Goal of the exercise => Each entry is to be given again exactly; drop the images.

Extracted records =>
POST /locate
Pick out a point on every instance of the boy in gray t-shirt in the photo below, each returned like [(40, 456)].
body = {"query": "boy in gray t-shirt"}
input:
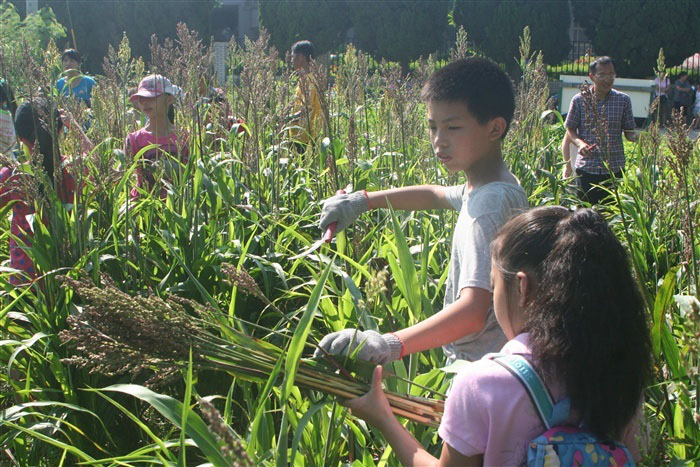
[(470, 104), (482, 211)]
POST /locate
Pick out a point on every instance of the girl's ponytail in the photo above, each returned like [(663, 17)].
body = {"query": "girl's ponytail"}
[(587, 323)]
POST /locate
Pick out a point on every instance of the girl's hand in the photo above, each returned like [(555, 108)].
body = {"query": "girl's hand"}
[(373, 407), (67, 119)]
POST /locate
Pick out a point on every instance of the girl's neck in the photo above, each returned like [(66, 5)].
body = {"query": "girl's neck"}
[(159, 127)]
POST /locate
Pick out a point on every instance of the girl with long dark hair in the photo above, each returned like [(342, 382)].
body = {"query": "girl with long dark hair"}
[(566, 299), (38, 126)]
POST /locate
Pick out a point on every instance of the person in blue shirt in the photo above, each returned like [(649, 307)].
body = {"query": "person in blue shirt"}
[(74, 83)]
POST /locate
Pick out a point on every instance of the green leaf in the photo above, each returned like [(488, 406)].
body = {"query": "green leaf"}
[(664, 296), (172, 410), (300, 428), (408, 270), (294, 351)]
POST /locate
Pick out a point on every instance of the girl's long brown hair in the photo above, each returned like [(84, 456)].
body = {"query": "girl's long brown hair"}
[(586, 318)]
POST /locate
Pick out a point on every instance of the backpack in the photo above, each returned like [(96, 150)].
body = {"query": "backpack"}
[(560, 445)]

Output =>
POST /locate
Pick out a point on every instance of the boy in gray t-shirt in the photo below, each returned like [(40, 456)].
body = {"query": "boy in gray t-shirt"}
input:
[(470, 104), (482, 211)]
POST /locate
Pick out a point on every instance of the girl's ponytail in the photo above, each returned like [(663, 17)].
body = {"query": "girl's ponytail"}
[(587, 323)]
POST /locate
Pick out a point on every instance of the girl's hand in the photo above, each returned like [(555, 108)].
body = {"query": "girl's hand"}
[(373, 407), (67, 119)]
POST /locate
Pick out a point on every instance of the girl's neck in the photo above, each returned like [(66, 5)].
body = {"query": "girl's neck"}
[(159, 127)]
POST /locate
Pick out a point on every instance of the girl with long dark hair in the photo above, each returned like [(342, 382)].
body = {"query": "girl with long dark hair"}
[(566, 299), (38, 126)]
POST /locate
Pick out a point on every instance of the person in blue shirt in the photo above, each returned like [(649, 307)].
body = {"query": "person in blue shirt"}
[(74, 83)]
POST /locate
Pick out a point on every instance of the green leaf in the photo above, each returned like [(488, 406)].
body = {"query": "green leaf"}
[(664, 296), (172, 410), (300, 428), (408, 270), (294, 351)]
POST /locate
Pick out a point on every instance of the girl's long brown hair in the photo above, each returned like [(84, 456)].
body = {"query": "girl's long brown hair"}
[(586, 318)]
POST /locate
Pick out a point on every instance of the backpack in the photo above, each returned like [(96, 150)].
body = {"query": "backpack"}
[(560, 445)]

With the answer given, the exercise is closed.